─── Testo da leggere

Testo integrale con note e bibliografia

Il volume Dieci tesi sul diritto del lavoro di A. Perulli e V. Speziale, pubblicato da Il Mulino (2022), racchiude, come il titolo suggerisce, l’analisi critica di dieci questioni fondamentali del diritto del lavoro, cui si accompagna, per ciascuna di esse, una proposta degli Autori volta a costruire nuove regole che siano in grado di rivitalizzare la disciplina alla luce di un saldo valore di fondo: la centralità della persona umana nel contesto di un sistema capitalistico sostenibile.
Il volume si apre con una radicale accusa rivolta a due categorie di attori: da un lato, i policymakers, che almeno dagli anni Ottanta e fino ad oggi hanno progressivamente smantellato le tutele del lavoro, aderendo acriticamente alle teorie che vedono nel diritto del lavoro una fonte di ingiustificate rigidità, le quali ostacolerebbero il libero funzionamento del mercato del lavoro senza apportarvi, per contro, alcun beneficio; dall’altro lato, gli stessi studiosi del diritto del lavoro, che hanno interpretato il ruolo di meri esegeti del diritto vigente, senza contribuire alla costruzione e alla difesa della dimensione valoriale del diritto del lavoro, con la sua conseguente «perdita di autorità epistemica e assiologica» (pag. 9).

──────

▶ Sfida 1
Individua nei record tutte le righe in cui compare la stringa "coordinates" e ricopiale. Maiuscole e minuscole contano.

─── Dati dell'esercizio

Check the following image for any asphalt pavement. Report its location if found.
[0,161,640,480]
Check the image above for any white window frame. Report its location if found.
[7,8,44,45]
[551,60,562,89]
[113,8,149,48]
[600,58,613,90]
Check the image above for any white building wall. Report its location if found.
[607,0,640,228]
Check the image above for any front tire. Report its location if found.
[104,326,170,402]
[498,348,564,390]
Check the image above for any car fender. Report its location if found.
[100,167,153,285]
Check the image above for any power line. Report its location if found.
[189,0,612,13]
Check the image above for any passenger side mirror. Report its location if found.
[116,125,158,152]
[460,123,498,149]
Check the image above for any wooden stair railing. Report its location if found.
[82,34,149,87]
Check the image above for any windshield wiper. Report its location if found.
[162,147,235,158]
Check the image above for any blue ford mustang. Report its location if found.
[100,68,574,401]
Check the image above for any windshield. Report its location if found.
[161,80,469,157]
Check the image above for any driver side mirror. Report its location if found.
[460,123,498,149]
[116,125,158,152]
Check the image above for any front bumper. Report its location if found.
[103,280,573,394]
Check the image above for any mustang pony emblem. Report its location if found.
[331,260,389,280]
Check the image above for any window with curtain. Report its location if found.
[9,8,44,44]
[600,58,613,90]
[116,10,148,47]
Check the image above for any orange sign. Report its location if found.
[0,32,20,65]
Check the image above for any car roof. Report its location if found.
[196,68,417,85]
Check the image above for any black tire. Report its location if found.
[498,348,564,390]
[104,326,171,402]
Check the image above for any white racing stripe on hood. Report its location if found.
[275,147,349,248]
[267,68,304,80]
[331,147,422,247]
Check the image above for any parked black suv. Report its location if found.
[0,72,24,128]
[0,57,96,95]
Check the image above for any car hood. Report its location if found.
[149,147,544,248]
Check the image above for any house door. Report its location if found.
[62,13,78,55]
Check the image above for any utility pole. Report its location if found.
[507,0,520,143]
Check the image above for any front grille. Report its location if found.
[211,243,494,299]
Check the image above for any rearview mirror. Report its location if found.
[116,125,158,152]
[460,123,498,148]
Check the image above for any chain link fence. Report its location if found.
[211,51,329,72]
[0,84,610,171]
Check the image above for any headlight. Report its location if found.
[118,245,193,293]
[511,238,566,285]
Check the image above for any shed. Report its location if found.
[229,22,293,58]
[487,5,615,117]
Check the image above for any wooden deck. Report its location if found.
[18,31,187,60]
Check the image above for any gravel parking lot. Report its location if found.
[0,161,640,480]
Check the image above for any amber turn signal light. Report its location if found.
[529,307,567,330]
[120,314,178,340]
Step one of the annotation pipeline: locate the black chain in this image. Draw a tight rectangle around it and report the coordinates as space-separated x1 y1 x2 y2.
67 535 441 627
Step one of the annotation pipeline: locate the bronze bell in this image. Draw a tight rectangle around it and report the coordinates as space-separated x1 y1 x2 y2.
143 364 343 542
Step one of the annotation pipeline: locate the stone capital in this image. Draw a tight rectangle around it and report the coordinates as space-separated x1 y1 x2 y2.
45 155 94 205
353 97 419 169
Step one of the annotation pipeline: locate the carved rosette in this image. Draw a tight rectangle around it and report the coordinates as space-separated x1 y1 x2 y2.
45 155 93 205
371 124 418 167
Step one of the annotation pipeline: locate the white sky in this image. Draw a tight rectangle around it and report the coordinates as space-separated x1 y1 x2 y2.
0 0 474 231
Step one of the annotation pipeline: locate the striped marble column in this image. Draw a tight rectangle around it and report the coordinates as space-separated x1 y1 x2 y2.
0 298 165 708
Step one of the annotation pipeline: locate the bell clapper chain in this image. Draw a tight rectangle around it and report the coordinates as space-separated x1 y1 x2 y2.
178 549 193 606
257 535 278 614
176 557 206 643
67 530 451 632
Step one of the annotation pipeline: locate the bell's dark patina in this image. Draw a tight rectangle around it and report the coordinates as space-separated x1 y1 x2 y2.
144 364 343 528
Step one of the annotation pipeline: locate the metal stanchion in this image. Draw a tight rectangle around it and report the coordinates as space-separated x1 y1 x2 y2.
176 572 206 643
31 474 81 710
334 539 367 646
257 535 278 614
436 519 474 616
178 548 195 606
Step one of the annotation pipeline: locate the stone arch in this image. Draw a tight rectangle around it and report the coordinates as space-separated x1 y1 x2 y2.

──────

▶ Sfida 2
Restituisci integralmente e senza alcuna modifica il testo sul volume Dieci tesi sul diritto del lavoro.

▶ Risposta completa 1
Step one of the annotation pipeline: locate the black chain in this image. Draw a tight rectangle around it and report the coordinates as space-separated x1 y1 x2 y2.
Step one of the annotation pipeline: locate the bronze bell in this image. Draw a tight rectangle around it and report the coordinates as space-separated x1 y1 x2 y2.
Step one of the annotation pipeline: locate the stone capital in this image. Draw a tight rectangle around it and report the coordinates as space-separated x1 y1 x2 y2.
Step one of the annotation pipeline: locate the carved rosette in this image. Draw a tight rectangle around it and report the coordinates as space-separated x1 y1 x2 y2.
Step one of the annotation pipeline: locate the white sky in this image. Draw a tight rectangle around it and report the coordinates as space-separated x1 y1 x2 y2.
Step one of the annotation pipeline: locate the striped marble column in this image. Draw a tight rectangle around it and report the coordinates as space-separated x1 y1 x2 y2.
Step one of the annotation pipeline: locate the bell clapper chain in this image. Draw a tight rectangle around it and report the coordinates as space-separated x1 y1 x2 y2.
Step one of the annotation pipeline: locate the bell's dark patina in this image. Draw a tight rectangle around it and report the coordinates as space-separated x1 y1 x2 y2.
Step one of the annotation pipeline: locate the metal stanchion in this image. Draw a tight rectangle around it and report the coordinates as space-separated x1 y1 x2 y2.
Step one of the annotation pipeline: locate the stone arch in this image. Draw a tight rectangle around it and report the coordinates as space-separated x1 y1 x2 y2.

▶ Risposta completa 2
Testo integrale con note e bibliografia

Il volume Dieci tesi sul diritto del lavoro di A. Perulli e V. Speziale, pubblicato da Il Mulino (2022), racchiude, come il titolo suggerisce, l’analisi critica di dieci questioni fondamentali del diritto del lavoro, cui si accompagna, per ciascuna di esse, una proposta degli Autori volta a costruire nuove regole che siano in grado di rivitalizzare la disciplina alla luce di un saldo valore di fondo: la centralità della persona umana nel contesto di un sistema capitalistico sostenibile.
Il volume si apre con una radicale accusa rivolta a due categorie di attori: da un lato, i policymakers, che almeno dagli anni Ottanta e fino ad oggi hanno progressivamente smantellato le tutele del lavoro, aderendo acriticamente alle teorie che vedono nel diritto del lavoro una fonte di ingiustificate rigidità, le quali ostacolerebbero il libero funzionamento del mercato del lavoro senza apportarvi, per contro, alcun beneficio; dall’altro lato, gli stessi studiosi del diritto del lavoro, che hanno interpretato il ruolo di meri esegeti del diritto vigente, senza contribuire alla costruzione e alla difesa della dimensione valoriale del diritto del lavoro, con la sua conseguente «perdita di autorità epistemica e assiologica» (pag. 9).